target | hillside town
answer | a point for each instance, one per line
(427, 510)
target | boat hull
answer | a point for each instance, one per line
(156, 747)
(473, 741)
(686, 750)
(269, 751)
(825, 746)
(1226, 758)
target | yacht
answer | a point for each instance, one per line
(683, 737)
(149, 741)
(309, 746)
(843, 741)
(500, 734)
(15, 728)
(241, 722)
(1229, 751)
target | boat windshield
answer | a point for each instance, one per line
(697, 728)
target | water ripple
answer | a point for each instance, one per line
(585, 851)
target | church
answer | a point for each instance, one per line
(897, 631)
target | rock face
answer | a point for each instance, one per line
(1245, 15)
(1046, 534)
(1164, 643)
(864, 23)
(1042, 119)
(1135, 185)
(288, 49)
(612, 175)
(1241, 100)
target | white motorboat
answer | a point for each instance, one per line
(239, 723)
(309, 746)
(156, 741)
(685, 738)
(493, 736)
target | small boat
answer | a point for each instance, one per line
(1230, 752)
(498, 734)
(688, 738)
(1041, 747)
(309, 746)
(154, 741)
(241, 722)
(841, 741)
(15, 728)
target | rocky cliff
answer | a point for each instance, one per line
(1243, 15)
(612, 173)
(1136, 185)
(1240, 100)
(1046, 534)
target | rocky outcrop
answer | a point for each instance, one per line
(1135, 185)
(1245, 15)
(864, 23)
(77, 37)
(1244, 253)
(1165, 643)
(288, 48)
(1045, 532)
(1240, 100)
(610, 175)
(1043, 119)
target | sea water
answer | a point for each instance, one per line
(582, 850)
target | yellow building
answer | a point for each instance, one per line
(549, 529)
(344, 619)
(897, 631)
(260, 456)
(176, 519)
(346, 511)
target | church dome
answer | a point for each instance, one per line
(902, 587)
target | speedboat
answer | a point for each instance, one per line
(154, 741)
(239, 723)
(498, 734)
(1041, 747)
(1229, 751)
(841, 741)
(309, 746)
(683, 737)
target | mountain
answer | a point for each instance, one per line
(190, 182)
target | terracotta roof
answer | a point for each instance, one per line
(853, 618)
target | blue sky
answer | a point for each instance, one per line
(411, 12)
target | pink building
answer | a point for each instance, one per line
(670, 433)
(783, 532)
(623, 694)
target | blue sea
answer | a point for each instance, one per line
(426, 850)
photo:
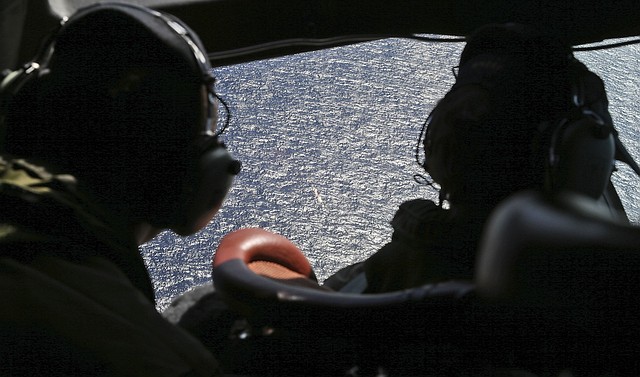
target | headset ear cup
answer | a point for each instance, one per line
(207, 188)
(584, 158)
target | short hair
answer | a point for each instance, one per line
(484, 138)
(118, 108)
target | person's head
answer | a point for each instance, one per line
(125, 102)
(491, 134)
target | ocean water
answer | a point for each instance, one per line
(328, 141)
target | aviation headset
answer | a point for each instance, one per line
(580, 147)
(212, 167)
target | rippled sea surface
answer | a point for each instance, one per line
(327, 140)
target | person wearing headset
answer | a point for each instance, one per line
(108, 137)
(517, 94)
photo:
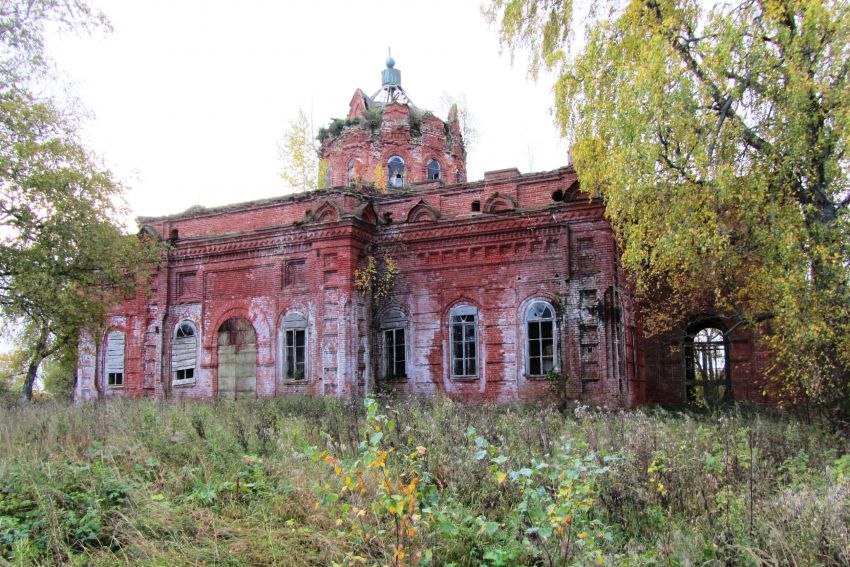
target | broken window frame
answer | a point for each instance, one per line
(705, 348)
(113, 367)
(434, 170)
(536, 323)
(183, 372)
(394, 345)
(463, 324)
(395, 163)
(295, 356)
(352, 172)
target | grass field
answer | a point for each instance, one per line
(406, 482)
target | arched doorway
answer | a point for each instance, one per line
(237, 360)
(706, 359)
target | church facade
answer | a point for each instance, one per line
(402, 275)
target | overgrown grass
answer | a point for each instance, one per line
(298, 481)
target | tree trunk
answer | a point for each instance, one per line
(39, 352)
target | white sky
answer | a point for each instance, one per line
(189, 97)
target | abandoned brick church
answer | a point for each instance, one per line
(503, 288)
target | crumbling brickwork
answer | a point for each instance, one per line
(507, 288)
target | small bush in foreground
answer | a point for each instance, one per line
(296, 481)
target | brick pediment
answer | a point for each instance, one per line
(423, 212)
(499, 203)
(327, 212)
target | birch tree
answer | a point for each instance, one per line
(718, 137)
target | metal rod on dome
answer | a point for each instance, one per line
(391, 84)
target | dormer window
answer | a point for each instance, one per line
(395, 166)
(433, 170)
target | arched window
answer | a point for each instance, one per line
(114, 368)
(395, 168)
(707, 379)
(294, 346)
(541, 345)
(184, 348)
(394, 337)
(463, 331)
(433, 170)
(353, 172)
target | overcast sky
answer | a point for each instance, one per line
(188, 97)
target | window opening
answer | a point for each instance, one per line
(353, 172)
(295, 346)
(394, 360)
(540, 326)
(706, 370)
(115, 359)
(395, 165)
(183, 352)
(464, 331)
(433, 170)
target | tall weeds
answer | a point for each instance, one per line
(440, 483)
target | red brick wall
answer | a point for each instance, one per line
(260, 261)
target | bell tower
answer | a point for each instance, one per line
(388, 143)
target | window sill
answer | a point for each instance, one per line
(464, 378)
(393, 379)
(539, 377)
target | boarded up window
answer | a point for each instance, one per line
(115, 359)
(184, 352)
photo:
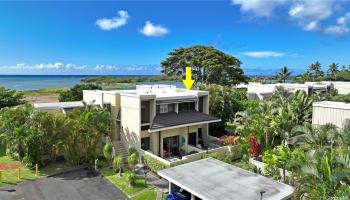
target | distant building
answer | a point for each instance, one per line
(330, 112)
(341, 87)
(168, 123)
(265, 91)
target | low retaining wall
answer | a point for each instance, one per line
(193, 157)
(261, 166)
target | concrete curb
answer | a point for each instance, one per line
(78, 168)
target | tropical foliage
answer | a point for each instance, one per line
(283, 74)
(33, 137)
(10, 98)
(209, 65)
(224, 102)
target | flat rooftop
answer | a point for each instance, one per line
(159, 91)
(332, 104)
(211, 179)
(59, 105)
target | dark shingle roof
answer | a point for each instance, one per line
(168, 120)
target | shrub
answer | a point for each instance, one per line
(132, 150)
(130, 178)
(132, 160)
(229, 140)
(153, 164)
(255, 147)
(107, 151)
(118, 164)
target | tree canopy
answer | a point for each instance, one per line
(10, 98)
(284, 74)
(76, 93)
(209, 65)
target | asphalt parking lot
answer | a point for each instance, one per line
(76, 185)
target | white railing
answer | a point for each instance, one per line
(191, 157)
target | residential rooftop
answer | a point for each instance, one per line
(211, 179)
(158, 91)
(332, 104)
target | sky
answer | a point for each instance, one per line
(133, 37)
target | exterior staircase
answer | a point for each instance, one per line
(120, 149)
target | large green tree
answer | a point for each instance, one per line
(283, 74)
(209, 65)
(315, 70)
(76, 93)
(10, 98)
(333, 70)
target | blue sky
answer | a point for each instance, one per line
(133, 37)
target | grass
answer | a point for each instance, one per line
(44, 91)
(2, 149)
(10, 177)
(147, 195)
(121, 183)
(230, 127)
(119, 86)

* Written instruction:
Transcribe all of the records above verbatim, leaving out the pictures.

* Solution for this exercise:
target | hillside town
answer | a point for each instance, one per line
(427, 510)
target | boat hull
answer | a point for each instance, one per line
(156, 747)
(473, 741)
(686, 750)
(269, 751)
(825, 746)
(1226, 758)
target | yacht
answer | a point for each instance, one per line
(683, 737)
(149, 741)
(309, 746)
(843, 741)
(500, 734)
(15, 728)
(241, 722)
(1229, 751)
target | boat windshield
answer | a point for each instance, one per line
(697, 728)
target | water ripple
answer | a point for each instance, one per line
(585, 851)
target | church
answer | a point for each instance, one per line
(897, 631)
target | rock face
answer | a point for each instance, one per line
(1245, 15)
(1046, 534)
(1164, 643)
(864, 23)
(1042, 119)
(1135, 185)
(288, 49)
(612, 175)
(1241, 100)
target | white motorboat
answer | a point for each instance, one per line
(239, 723)
(309, 746)
(156, 741)
(685, 738)
(493, 736)
target | small boat
answer | a point for each instance, one per line
(1230, 752)
(498, 734)
(688, 738)
(1041, 747)
(309, 746)
(154, 741)
(241, 722)
(841, 741)
(15, 728)
target | rocky cliff
answer | a point for each instance, one per line
(1243, 15)
(612, 173)
(1136, 185)
(1240, 100)
(1046, 534)
target | rocky outcrop
answer | a point for each instance, one per line
(1135, 185)
(1245, 15)
(864, 23)
(77, 37)
(1244, 253)
(1165, 643)
(288, 48)
(1045, 532)
(1240, 100)
(610, 175)
(1043, 119)
target | sea water
answer | a point for each instance, one per line
(582, 850)
target | yellow building
answer | a point for each instance, one per line
(549, 529)
(344, 619)
(897, 631)
(260, 456)
(176, 519)
(346, 511)
target | church dome
answer | a point for each instance, one per line
(902, 587)
target | speedboat
answer | a point for each instance, one per line
(154, 741)
(239, 723)
(498, 734)
(1041, 747)
(1229, 751)
(841, 741)
(309, 746)
(683, 737)
target | mountain
answer | a point for each instance, one per line
(190, 182)
target | terracotta roof
answer | a point for each instance, one per line
(853, 618)
target | blue sky
answer | a point for each instance, one per line
(411, 12)
target | pink building
answer | a point for each instance, one per line
(670, 433)
(783, 532)
(623, 694)
target | blue sea
answer | a point for each instance, one per line
(426, 850)
photo:
target | headset ear cup
answer | a point for each instance, one per line
(207, 188)
(584, 158)
target | short hair
answer | a point for each instance, one per line
(484, 138)
(118, 108)
target | person's head
answer | a point for each instance, one per line
(125, 102)
(491, 134)
target | ocean water
answer | a point for each instance, one per line
(328, 141)
target | aviation headset
answer | a point for each instance, one per line
(580, 147)
(212, 167)
target | rippled sea surface
answer | a point for each instance, one per line
(327, 140)
target | person wearing headset
answer | a point for each instance, one per line
(108, 137)
(517, 94)
photo:
target | broken window frame
answer | a point for each instance, one per line
(705, 348)
(113, 367)
(434, 170)
(536, 323)
(183, 372)
(394, 345)
(463, 324)
(395, 163)
(295, 356)
(352, 172)
target | grass field
answer | a point for each instance, one per line
(406, 482)
target | arched doorway
answer | a point for each instance, one per line
(237, 360)
(706, 359)
target | church facade
answer | a point for each instance, one per line
(402, 275)
target | overgrown grass
answer | a point for each instance, one per line
(298, 481)
target | tree trunk
answer | a point for each instance, one per line
(39, 352)
target | white sky
answer | a point for each instance, one per line
(189, 97)
target | abandoned brick church
answer | a point for each instance, one per line
(503, 288)
target | crumbling brickwork
answer | a point for each instance, one per line
(507, 288)
target | small bush in foreground
answer | a point for each instance, one per line
(296, 481)
target | brick pediment
answer | a point for each instance, one per line
(423, 212)
(499, 203)
(327, 212)
target | birch tree
answer | a point for each instance, one per line
(718, 137)
target | metal rod on dome
answer | a point for each instance, one per line
(391, 84)
target | dormer window
answer | a point for each instance, one per line
(395, 166)
(433, 170)
target | arched window
answer | a point for each instance, one per line
(114, 368)
(395, 168)
(707, 379)
(294, 346)
(541, 345)
(184, 348)
(394, 337)
(463, 331)
(433, 170)
(353, 172)
target | overcast sky
answer | a point for each instance, one per line
(188, 97)
target | window opening
answer | a point for each instance, one per line
(353, 172)
(295, 346)
(394, 360)
(540, 326)
(706, 370)
(115, 359)
(395, 165)
(183, 352)
(464, 331)
(433, 170)
target | tall weeds
answer | a point for each instance, one per line
(440, 483)
target | red brick wall
answer | a point for each instance, one per line
(260, 261)
target | bell tower
answer | a point for each instance, one per line
(388, 143)
target | window sill
answer | a point for each instance, one per line
(464, 378)
(393, 379)
(539, 377)
target | boarded up window
answer | a point for each instance, one per line
(115, 359)
(184, 352)
photo:
target | distant building
answer | a point for each instance, one per line
(330, 112)
(341, 87)
(168, 123)
(265, 91)
target | low retaining wall
answer | a point for each instance, one per line
(193, 157)
(261, 166)
target | concrete curb
answer | a point for each instance, one per line
(78, 168)
target | tropical foliage
answer | a point for each instance, one per line
(283, 74)
(33, 137)
(10, 98)
(209, 65)
(224, 102)
target | flat rooftop
answer | a point for each instance, one per line
(159, 91)
(332, 104)
(211, 179)
(59, 105)
target | dark shingle roof
answer | a point for each instance, one per line
(168, 120)
target | shrub
answer | a point for each instance, one per line
(132, 150)
(130, 178)
(132, 160)
(229, 140)
(153, 164)
(255, 147)
(107, 151)
(118, 164)
target | tree canopy
answer | a point for each instance, one per line
(10, 98)
(284, 74)
(76, 93)
(209, 65)
target | asphalt parking lot
answer | a point for each instance, one per line
(76, 185)
target | white railing
answer | a point for each instance, one per line
(191, 157)
target | residential rooftop
answer | a point for each instance, one per line
(211, 179)
(158, 91)
(332, 104)
target | sky
answer | a point for each instance, one per line
(133, 37)
target | exterior staircase
answer | a point for each instance, one per line
(120, 149)
target | large green tree
answer | a point for each instance, one per line
(283, 74)
(209, 65)
(315, 70)
(76, 93)
(10, 98)
(333, 70)
target | blue sky
answer | a point for each instance, one per line
(133, 37)
target | grass
answer | a point for each instance, one per line
(44, 91)
(2, 149)
(10, 177)
(147, 195)
(121, 183)
(230, 127)
(119, 86)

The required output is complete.